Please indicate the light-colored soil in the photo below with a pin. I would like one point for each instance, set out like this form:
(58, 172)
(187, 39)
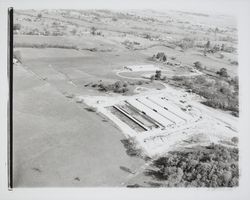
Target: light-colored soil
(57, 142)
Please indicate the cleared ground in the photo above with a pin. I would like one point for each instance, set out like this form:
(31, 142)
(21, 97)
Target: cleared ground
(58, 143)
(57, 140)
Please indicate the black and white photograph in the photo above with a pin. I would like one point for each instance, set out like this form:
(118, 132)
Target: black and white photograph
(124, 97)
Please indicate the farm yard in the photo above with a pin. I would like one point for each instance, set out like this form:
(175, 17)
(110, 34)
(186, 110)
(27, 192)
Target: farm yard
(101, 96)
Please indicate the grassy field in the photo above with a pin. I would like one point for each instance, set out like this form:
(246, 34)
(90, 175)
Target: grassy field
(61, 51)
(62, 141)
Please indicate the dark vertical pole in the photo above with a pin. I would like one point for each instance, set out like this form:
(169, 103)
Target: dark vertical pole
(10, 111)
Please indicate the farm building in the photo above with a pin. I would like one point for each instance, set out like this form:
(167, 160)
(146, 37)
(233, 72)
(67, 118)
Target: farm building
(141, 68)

========================

#### [TO DO]
Where pictures appear, drop them, and reproduce exactly only the lines running from the beginning of the data to the line that contains "Please indicate the grassy", inclusive.

#### [YOUR SOLUTION]
Please indicate the light-colored soil in the photo below with a pin. I would like one point for each instance, set out like this form:
(58, 172)
(187, 39)
Target: light-colored soil
(57, 142)
Please indicate the cleared ground in the photo above with a pin. I would like one point for each instance, set out like this form:
(31, 142)
(21, 97)
Target: cleared ground
(58, 143)
(57, 140)
Please indicate the black and white photograph in the photo above with a pin. I would like one point for each instance, set out like this form:
(118, 132)
Target: black and white photograph
(124, 97)
Please indicate the farm yard in the photo above with a pin. I would like one point for each instance, set out like this form:
(175, 17)
(110, 34)
(186, 110)
(27, 192)
Target: farm yard
(101, 96)
Please indicate the grassy field in the photo above with a pin. I would like one point for each instance, set out like this form:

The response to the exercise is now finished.